+++ PASSAGE

How would I speed up this program?

Question

I am currently attempting to solve a ProjectEuler problem and I have got everything down, except the speed. I am almost certain the reason the program executes so slowly is due to the nested loops. I would love some advice on how to speed this up. I am a novice programmer, so I am not familiar with a lot of the more advanced methods/topics.

public class Problem12 {

    public static void main(String[] args) {
        int num;

        for (int i = 1; i < 15000; i++) {
            num = i * (i + 1) / 2;
            int counter = 0;

            for (int x = 1; x <= num; x++) {
                if (num % x == 0) {
                    counter++;
                }
            }
            System.out.println("[" + i + "] - " + num + " is divisible by " + counter + " numbers.");
        }
    }
}

EDIT : Below is the new code that is exponentially faster. Removed the constant line printing as well to speed it up even more.

public class Problem12 {

    public static void main(String[] args) {
        int num;

        outerloop:
        for (int i = 1; i < 25000; i++) {
            num = i * (i + 1) / 2;
            int counter = 0;

            double root = Math.sqrt(num);
            for (int x = 1; x < root; x++) {
                if (num % x == 0) {
                    counter += 2;
                    if (counter >= 500) {
                        System.out.println("[" + i + "] - " + num + " is divisible by " + counter + " numbers.");
                        break outerloop;
                    }
                }
            }
        }
    }
}

Answer 1

For starters, when looking at divisors, you never need to go further than the root square of the number, because each divisor below the square root has an equivalent above.

n = a * b => a <= sqrt(n) or b <= sqrt(n)

Then you need to count the other side of the division:

double root = Math.sqrt(num);
for (int x = 1; x < root; x++) {
    if (num % x == 0) {
        counter += 2;
    }
}

The square root is special because it counts only once if it is integer:

if ((double) ((int) root) == root) {
    counter += 1;
}

++++++

_PROBLEMS AND TASKS_
- A) From the Project Euler thread, write out the passage starting at "I am currently" and ending at "more advanced methods/topics.".
- B) In the Project Euler thread, why does the answer say you never need to check divisors past the square root of the number?

+++ EXTRACTED INFORMATION

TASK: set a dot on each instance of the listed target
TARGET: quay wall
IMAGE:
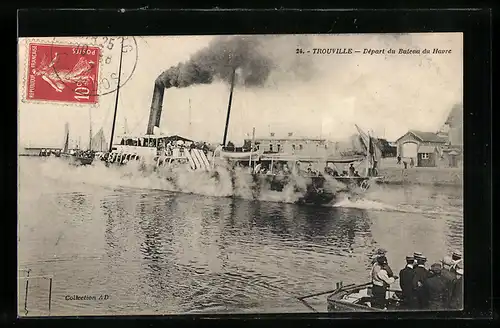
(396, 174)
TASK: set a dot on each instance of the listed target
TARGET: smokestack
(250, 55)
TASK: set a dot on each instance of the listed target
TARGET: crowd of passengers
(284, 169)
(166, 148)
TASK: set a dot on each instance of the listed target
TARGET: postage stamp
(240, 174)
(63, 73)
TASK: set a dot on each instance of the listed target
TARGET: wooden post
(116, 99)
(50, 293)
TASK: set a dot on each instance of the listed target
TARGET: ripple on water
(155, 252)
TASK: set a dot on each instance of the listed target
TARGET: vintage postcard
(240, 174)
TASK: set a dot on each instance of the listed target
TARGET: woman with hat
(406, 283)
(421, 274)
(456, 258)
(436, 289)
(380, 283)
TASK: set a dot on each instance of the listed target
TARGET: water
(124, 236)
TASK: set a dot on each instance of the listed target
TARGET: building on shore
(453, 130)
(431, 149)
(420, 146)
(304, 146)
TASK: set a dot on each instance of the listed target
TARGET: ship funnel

++++++
+++ EXTRACTED INFORMATION

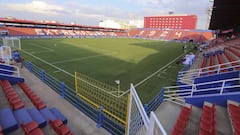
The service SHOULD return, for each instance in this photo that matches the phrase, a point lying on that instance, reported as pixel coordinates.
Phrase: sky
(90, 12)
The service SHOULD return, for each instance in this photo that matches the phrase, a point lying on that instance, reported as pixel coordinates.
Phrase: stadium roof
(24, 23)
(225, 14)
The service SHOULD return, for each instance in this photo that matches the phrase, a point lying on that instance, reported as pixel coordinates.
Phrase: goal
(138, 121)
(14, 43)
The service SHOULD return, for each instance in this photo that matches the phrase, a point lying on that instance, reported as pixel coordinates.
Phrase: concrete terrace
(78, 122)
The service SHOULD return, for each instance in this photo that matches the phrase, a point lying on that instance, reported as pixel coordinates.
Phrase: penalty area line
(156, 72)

++++++

_REPLIES_
- A)
I am currently attempting to solve a ProjectEuler problem and I have got everything down, except the speed. I am almost certain the reason the program executes so slowly is due to the nested loops. I would love some advice on how to speed this up. I am a novice programmer, so I am not familiar with a lot of the more advanced methods/topics.

- B) Each divisor below the square root has an equivalent above it.